Start of AVAILABLE DATA
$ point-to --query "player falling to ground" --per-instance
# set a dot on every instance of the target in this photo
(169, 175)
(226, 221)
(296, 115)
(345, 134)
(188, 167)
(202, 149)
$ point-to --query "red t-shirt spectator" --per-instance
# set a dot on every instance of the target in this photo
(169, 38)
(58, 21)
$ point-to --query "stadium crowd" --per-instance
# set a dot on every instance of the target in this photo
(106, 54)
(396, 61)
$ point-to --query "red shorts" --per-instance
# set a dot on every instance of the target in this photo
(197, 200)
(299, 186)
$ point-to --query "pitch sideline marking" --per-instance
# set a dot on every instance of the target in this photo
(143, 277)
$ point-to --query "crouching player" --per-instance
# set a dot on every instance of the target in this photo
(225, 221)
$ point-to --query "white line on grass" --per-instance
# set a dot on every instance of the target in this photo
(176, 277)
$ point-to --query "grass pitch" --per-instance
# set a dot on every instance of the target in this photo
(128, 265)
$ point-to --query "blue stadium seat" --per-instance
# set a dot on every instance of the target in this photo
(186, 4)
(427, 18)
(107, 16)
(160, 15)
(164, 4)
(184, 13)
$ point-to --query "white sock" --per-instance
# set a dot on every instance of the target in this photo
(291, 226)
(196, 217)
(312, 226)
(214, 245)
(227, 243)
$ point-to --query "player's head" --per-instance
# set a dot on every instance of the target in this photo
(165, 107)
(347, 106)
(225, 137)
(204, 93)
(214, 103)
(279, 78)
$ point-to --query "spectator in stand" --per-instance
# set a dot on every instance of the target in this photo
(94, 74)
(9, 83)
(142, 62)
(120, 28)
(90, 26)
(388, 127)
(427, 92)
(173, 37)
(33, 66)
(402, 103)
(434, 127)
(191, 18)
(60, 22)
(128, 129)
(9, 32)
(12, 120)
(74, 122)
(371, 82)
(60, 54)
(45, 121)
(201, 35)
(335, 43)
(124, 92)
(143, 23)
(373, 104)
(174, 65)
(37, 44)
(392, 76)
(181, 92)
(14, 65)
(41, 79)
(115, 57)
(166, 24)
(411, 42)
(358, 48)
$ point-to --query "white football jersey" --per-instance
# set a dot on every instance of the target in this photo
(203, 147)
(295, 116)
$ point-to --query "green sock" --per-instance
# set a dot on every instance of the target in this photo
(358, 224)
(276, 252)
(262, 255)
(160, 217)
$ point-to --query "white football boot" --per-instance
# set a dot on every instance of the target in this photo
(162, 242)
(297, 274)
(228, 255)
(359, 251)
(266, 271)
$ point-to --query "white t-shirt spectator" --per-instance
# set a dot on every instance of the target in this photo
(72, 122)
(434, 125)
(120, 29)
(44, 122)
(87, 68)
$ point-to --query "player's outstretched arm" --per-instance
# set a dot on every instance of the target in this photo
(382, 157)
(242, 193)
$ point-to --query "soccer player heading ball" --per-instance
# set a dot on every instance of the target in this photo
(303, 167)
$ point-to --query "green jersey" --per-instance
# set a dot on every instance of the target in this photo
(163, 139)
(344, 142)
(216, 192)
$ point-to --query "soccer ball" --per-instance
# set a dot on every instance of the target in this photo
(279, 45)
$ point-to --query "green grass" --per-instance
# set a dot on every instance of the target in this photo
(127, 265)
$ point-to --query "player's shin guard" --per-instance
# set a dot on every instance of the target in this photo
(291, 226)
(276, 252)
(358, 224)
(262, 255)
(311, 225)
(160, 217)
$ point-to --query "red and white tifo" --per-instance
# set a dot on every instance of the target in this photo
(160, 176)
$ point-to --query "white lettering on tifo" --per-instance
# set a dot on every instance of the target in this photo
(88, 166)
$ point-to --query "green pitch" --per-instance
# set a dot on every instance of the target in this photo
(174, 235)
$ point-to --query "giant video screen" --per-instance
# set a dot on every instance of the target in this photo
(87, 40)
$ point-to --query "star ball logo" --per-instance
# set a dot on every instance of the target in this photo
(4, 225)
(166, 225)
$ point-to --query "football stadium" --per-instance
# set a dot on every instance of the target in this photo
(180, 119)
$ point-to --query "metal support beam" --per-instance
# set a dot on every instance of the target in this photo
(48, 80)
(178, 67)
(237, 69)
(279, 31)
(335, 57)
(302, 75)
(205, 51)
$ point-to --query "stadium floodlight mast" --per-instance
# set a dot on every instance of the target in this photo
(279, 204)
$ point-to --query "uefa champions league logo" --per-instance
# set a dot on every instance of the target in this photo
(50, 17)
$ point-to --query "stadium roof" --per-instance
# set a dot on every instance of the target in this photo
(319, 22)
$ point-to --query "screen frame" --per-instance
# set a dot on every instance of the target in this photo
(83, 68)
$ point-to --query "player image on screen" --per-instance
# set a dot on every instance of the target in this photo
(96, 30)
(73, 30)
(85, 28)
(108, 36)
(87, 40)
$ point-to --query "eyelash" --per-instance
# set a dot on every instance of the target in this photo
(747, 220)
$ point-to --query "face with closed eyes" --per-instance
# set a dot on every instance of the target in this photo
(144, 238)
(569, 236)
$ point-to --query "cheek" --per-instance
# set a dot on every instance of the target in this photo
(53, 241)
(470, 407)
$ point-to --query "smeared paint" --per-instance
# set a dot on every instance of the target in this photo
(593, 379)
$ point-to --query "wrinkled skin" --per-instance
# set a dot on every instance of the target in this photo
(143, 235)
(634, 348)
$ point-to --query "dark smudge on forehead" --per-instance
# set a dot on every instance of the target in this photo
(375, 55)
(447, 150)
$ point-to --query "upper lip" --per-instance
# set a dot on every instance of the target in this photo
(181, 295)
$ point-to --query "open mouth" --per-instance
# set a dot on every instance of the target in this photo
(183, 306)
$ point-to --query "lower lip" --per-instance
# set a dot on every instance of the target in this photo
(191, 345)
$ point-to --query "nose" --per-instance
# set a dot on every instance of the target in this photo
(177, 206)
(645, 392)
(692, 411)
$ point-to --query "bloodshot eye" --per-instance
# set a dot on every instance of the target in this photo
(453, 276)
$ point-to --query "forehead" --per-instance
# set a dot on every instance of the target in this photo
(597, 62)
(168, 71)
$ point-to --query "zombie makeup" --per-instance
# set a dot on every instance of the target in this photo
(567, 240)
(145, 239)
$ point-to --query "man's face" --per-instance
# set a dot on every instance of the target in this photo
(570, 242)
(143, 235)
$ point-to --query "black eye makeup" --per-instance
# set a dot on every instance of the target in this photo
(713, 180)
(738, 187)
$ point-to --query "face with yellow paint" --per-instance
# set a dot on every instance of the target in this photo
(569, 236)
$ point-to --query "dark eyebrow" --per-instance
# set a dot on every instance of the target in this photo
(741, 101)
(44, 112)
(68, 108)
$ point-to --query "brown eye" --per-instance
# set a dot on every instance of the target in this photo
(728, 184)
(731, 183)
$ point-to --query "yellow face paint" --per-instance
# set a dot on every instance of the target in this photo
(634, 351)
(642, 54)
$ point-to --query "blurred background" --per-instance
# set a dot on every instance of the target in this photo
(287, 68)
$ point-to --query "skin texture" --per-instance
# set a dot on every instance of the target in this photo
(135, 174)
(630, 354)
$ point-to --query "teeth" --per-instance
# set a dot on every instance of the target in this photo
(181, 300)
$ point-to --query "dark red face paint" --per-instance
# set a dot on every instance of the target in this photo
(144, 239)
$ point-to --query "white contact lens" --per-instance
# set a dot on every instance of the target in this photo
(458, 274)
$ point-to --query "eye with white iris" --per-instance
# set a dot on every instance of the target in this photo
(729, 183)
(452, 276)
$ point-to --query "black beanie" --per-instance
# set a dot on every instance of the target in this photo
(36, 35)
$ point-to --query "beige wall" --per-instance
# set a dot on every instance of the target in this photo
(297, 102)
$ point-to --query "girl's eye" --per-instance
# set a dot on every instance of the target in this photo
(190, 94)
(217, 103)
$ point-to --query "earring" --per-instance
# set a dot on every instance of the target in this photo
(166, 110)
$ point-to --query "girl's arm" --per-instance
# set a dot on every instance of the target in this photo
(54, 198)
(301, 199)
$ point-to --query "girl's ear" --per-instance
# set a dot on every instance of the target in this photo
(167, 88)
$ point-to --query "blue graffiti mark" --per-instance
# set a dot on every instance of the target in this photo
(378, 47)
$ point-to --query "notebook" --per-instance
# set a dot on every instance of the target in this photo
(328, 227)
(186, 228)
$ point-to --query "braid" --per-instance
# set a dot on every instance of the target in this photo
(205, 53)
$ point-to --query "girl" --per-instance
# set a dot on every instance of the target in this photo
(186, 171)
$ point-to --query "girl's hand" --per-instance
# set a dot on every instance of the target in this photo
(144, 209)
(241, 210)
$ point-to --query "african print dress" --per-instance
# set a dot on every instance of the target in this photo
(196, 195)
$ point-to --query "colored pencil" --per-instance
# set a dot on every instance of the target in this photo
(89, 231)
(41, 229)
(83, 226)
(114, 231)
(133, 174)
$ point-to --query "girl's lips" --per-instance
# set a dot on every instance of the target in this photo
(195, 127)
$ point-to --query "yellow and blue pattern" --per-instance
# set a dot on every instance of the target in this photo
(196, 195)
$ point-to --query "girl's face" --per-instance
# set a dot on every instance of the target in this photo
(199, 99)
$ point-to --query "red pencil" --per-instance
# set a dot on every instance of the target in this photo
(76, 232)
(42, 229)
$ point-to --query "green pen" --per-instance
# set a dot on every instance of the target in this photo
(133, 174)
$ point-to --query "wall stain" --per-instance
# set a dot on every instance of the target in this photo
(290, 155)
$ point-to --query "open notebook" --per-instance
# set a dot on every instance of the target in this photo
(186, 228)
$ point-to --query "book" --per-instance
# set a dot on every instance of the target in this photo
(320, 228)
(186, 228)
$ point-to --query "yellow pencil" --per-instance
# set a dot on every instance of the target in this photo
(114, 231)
End of AVAILABLE DATA
=== WORK TASK ===
Find each line holding the string "sock" in the listing above, then copy it.

=== WRITTEN ANSWER ===
$ point-to --query "white sock" --per-instance
$ point-to --query "green sock" --per-instance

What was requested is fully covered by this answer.